(Dataset entries):
* * * * * * *

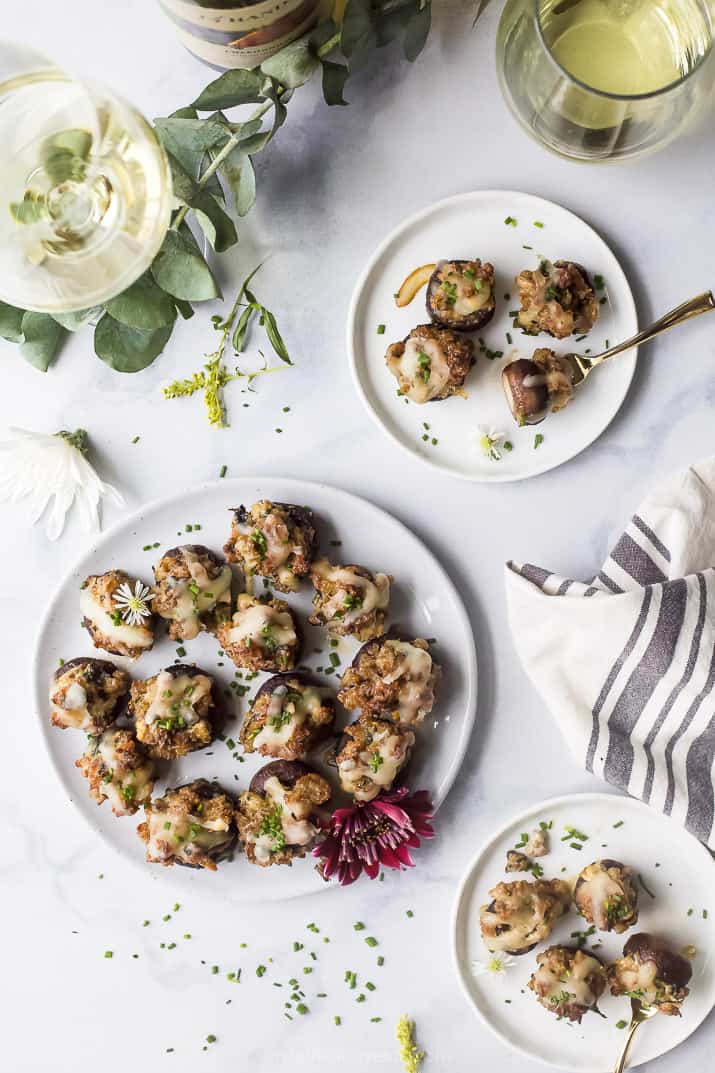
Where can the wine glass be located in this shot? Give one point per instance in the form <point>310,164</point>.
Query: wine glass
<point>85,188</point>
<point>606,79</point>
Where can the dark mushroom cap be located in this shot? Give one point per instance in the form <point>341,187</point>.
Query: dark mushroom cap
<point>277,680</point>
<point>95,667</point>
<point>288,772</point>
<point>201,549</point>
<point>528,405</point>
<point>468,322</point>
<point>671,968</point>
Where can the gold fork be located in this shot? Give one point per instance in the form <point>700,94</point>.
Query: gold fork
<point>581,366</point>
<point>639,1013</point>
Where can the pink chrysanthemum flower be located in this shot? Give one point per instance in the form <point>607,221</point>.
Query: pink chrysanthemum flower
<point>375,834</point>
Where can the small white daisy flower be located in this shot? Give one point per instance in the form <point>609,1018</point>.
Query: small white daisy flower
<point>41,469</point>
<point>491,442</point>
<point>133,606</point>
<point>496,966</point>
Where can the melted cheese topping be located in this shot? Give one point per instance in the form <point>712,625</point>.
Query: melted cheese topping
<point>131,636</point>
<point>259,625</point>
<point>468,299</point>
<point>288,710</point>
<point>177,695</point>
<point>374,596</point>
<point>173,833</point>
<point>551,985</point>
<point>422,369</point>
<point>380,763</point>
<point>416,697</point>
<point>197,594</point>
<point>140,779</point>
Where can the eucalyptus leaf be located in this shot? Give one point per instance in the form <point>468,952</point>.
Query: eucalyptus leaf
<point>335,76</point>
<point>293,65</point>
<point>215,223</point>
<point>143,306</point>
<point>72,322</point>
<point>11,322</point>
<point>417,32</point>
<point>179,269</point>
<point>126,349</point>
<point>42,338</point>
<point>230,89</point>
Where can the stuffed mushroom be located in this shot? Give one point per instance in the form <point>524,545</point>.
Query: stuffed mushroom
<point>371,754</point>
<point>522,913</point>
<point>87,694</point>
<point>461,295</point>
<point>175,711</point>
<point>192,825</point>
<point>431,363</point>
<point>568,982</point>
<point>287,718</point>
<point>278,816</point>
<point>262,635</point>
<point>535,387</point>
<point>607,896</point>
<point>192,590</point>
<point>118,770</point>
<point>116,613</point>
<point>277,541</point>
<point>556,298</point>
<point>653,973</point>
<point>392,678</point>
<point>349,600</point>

* * * * * * *

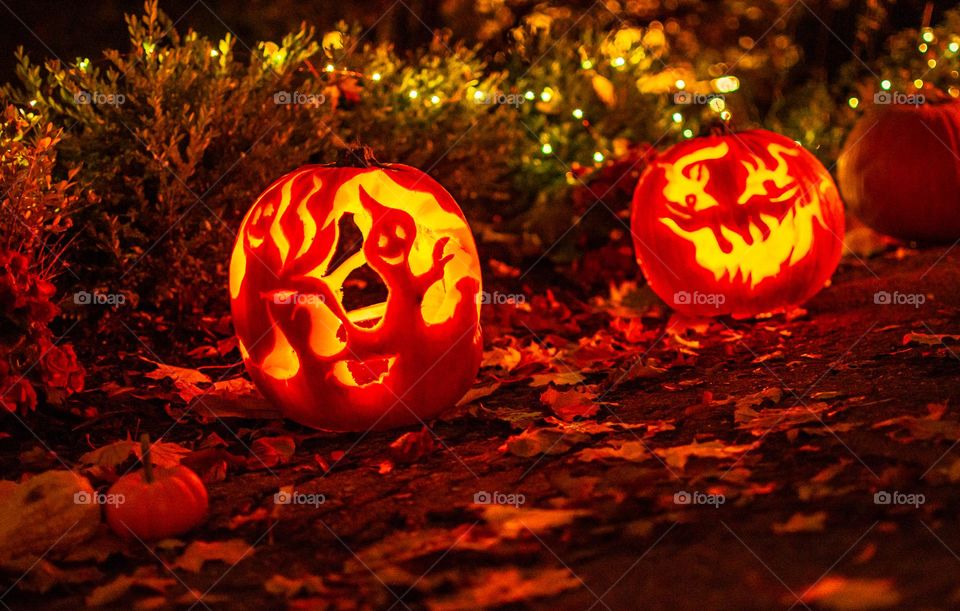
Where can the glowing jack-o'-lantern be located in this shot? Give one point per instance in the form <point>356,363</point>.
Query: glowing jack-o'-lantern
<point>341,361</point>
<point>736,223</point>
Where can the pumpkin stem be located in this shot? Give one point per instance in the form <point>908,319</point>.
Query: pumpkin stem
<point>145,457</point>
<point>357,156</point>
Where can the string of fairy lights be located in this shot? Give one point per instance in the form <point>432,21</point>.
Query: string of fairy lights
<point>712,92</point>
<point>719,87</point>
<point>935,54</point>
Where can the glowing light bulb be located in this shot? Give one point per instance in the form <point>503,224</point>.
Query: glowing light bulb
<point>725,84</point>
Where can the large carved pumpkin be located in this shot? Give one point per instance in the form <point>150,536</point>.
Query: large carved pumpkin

* * * * * * *

If a line above holds the word "large", copy it.

(Exercise output):
Where can the large carved pumpkin be located in this shot? Give one point per instance in the form <point>150,536</point>.
Query: large carved pumpkin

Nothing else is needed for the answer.